▸ **Your objective**:
Turn the stretch of the listing from the line containing "track with a point." through the end of the listing, both ends included, into a numbered list, omitting any blank lines.

===== Data entries =====

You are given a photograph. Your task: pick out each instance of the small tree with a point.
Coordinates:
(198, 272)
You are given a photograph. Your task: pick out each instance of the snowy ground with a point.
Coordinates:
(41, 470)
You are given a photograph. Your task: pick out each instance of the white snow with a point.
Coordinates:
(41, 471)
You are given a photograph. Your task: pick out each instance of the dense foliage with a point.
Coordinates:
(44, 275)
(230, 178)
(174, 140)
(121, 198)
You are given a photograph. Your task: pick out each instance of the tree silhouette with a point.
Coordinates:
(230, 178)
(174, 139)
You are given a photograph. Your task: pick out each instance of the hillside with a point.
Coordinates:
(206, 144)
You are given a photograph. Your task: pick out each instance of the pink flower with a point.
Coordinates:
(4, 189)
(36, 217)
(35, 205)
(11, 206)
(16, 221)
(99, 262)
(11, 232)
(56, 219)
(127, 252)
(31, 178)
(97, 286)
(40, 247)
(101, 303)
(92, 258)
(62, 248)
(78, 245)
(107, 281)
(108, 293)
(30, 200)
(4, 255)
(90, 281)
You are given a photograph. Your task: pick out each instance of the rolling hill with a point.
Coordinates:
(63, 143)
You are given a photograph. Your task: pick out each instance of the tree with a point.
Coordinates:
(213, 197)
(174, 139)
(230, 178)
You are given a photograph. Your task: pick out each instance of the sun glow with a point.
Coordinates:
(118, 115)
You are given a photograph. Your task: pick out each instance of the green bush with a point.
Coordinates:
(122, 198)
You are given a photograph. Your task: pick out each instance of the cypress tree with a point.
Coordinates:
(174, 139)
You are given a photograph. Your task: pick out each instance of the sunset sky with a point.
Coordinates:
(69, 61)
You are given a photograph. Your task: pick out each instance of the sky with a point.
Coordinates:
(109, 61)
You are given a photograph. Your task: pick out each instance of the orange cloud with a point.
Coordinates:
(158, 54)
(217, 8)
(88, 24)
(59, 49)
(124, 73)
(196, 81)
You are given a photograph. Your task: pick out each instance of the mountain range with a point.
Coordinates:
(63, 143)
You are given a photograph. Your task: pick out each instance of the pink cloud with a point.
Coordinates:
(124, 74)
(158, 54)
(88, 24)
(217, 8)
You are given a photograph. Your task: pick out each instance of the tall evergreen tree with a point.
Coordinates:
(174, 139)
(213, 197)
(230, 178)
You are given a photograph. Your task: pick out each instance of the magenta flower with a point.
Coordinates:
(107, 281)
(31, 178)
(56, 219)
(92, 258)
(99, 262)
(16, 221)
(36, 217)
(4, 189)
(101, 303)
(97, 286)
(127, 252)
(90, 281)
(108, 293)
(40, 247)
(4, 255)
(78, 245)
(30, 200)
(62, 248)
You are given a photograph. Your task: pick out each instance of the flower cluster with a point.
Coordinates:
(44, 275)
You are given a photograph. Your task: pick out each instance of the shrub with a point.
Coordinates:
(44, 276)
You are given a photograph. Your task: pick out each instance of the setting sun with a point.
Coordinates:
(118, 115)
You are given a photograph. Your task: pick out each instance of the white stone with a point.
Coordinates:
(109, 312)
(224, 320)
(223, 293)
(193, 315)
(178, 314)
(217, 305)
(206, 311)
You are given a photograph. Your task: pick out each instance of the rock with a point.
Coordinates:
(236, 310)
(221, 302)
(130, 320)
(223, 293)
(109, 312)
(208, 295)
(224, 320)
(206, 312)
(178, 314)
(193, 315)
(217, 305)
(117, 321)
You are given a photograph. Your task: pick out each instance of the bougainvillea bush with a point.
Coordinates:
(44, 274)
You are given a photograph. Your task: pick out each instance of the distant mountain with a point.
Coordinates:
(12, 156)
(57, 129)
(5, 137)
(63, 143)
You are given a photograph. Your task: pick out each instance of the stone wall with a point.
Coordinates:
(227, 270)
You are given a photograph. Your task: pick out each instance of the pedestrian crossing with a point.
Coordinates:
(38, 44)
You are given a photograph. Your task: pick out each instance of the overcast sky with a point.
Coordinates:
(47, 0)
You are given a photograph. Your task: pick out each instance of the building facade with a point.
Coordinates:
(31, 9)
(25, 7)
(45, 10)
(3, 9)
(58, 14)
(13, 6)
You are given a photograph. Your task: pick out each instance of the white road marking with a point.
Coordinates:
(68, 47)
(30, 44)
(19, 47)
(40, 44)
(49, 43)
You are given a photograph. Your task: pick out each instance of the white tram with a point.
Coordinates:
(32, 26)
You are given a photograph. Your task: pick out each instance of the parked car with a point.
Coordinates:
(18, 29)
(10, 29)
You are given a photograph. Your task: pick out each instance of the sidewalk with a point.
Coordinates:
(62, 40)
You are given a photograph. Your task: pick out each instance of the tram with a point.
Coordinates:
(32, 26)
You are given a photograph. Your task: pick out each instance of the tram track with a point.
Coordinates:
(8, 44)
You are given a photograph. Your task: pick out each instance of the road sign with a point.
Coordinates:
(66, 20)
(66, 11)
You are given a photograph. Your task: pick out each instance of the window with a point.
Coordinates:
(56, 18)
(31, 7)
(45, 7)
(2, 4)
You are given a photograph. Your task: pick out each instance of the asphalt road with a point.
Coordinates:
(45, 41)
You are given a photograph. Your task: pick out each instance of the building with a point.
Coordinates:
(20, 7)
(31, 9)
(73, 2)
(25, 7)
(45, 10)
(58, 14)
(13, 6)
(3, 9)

=====

▸ **Exercise output**:
1. You are given a photograph. Your task: pick out each instance of the tram track with a point.
2. Coordinates:
3. (8, 44)
4. You are given a photograph. Your task: pick out each instance of the road sign with a point.
5. Coordinates:
6. (66, 20)
7. (66, 11)
8. You are given a photograph. Your task: pick out each instance of the window with a point.
9. Coordinates:
10. (56, 18)
11. (31, 7)
12. (45, 7)
13. (2, 4)
14. You are given a photograph. Your task: pick out each instance of the asphalt road with a point.
15. Coordinates:
16. (45, 41)
17. You are given a photograph. Your task: pick out each instance of the building with a point.
18. Coordinates:
19. (20, 7)
20. (31, 9)
21. (73, 2)
22. (25, 7)
23. (45, 10)
24. (58, 14)
25. (13, 6)
26. (3, 9)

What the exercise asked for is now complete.